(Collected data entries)
^^^^^^^^^^^^^^^^
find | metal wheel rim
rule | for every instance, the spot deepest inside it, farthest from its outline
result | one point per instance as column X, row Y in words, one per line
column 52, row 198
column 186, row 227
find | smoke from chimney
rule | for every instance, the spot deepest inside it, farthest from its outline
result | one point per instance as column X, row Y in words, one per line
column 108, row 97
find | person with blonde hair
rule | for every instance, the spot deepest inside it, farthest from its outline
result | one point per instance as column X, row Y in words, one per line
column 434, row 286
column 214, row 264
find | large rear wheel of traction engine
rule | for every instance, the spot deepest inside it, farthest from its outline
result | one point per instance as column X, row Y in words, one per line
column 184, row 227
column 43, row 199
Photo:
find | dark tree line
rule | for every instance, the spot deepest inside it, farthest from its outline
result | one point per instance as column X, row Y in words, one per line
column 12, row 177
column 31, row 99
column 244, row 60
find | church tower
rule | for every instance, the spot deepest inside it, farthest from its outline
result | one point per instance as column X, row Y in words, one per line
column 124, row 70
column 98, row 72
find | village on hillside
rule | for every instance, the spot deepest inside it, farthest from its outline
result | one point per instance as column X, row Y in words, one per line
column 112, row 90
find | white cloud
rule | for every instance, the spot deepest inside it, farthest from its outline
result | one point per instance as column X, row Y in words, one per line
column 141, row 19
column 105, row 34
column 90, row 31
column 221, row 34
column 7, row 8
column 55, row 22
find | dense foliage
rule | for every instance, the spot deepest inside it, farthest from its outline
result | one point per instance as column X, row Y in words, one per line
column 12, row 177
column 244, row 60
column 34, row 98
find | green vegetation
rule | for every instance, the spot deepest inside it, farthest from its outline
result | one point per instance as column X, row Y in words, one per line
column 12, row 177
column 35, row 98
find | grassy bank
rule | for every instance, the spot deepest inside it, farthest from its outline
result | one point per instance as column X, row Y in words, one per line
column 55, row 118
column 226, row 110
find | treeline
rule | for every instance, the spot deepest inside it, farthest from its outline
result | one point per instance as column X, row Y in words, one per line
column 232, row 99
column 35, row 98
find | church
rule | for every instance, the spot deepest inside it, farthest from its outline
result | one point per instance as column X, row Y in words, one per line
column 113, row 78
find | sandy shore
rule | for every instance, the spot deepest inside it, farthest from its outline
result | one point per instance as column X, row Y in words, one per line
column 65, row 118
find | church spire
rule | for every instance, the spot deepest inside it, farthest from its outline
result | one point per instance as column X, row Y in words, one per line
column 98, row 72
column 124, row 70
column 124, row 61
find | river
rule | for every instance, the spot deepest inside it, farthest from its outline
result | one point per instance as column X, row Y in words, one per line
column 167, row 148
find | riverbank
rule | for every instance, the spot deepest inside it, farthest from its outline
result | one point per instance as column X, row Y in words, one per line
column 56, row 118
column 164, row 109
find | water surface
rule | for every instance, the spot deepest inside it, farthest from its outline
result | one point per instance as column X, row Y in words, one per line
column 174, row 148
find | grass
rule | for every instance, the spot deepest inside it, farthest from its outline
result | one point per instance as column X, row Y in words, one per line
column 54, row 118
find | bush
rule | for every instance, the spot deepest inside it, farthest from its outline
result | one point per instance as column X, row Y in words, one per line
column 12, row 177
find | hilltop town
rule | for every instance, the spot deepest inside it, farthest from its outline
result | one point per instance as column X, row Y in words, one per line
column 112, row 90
^^^^^^^^^^^^^^^^
# Work instructions:
Duplicate every line of the records above word for word.

# Correct answer:
find | metal wheel rim
rule | for every instance, the spot deepest inside it, farthest from its outline
result | one point per instance as column X, row Y in words, one per line
column 52, row 198
column 186, row 227
find | smoke from chimney
rule | for every instance, the spot deepest inside it, farthest from its outline
result | one point per instance as column X, row Y in words, one per line
column 108, row 97
find | person with blonde hair
rule | for every instance, the spot deepest inside it, farthest from its outline
result | one point per instance as column X, row Y in words, one per line
column 434, row 286
column 214, row 264
find | large rear wheel of traction engine
rule | for every instance, the spot deepest inside it, farthest from its outline
result | one point per instance as column X, row Y in words, one per line
column 184, row 227
column 43, row 199
Photo:
find | dark tree line
rule | for every instance, the spot deepest inside it, farthest from its outline
result | one point per instance as column X, row Y in words, one per line
column 12, row 177
column 31, row 99
column 244, row 60
find | church tower
rule | for every instance, the spot deepest inside it, farthest from its outline
result | one point per instance as column X, row Y in words, one per line
column 124, row 70
column 98, row 72
find | village on hillside
rule | for every instance, the spot deepest inside it, farthest from its outline
result | one point per instance as column X, row Y in words, one per line
column 112, row 90
find | white cloud
rule | for every instance, the spot deepest inside it, farthest from its outline
result | one point per instance as column X, row Y in words, one per line
column 141, row 19
column 105, row 34
column 90, row 31
column 221, row 34
column 7, row 8
column 55, row 22
find | dense foliage
rule | for every instance, the spot deepest inside it, farthest from its outline
result | one point per instance as column X, row Y in words, one per line
column 12, row 177
column 244, row 60
column 34, row 98
find | green vegetation
rule | for every instance, the spot deepest inside it, farthest from its outline
result | one point per instance as column X, row Y in words, one per line
column 12, row 177
column 35, row 98
find | grassy bank
rule | for every instance, the spot deepest inside it, farthest from its outline
result | one point per instance as column X, row Y in words, one per line
column 55, row 118
column 226, row 110
find | treeline
rule | for every instance, the spot deepest inside it, farthest from its outline
result | one point per instance as column X, row Y in words, one per line
column 232, row 99
column 35, row 98
find | church
rule | for every instance, the spot deepest inside it, farthest from its outline
result | one point per instance as column X, row Y in words, one per line
column 113, row 78
find | sandy shore
rule | for every instance, the spot deepest inside it, farthest from its outline
result | one point per instance as column X, row Y in words, one per line
column 65, row 118
find | church spire
rule | for every instance, the spot deepest inside it, farthest from its outline
result | one point per instance as column X, row Y in words, one per line
column 98, row 72
column 124, row 70
column 124, row 61
find | river
rule | for every instance, the spot deepest inside it, farthest from its outline
result | one point per instance as column X, row Y in words, one per line
column 167, row 148
find | riverbank
rule | for every instance, the spot deepest inside it, farthest from its outline
result | one point per instance as column X, row Y in words, one per line
column 56, row 118
column 164, row 109
find | water surface
rule | for every instance, the spot deepest inside it, farthest from its outline
result | one point per instance as column X, row Y in words, one per line
column 174, row 148
find | grass
rule | for every instance, the spot deepest inside it, farthest from its outline
result | one point per instance as column X, row Y in words, one per line
column 54, row 118
find | bush
rule | for every instance, the spot deepest inside it, farthest from its outline
result | one point per instance as column X, row Y in words, one per line
column 12, row 177
find | hilltop town
rule | for every instance, the spot deepest inside it, farthest from its outline
result | one point per instance as column X, row Y in words, one per line
column 112, row 90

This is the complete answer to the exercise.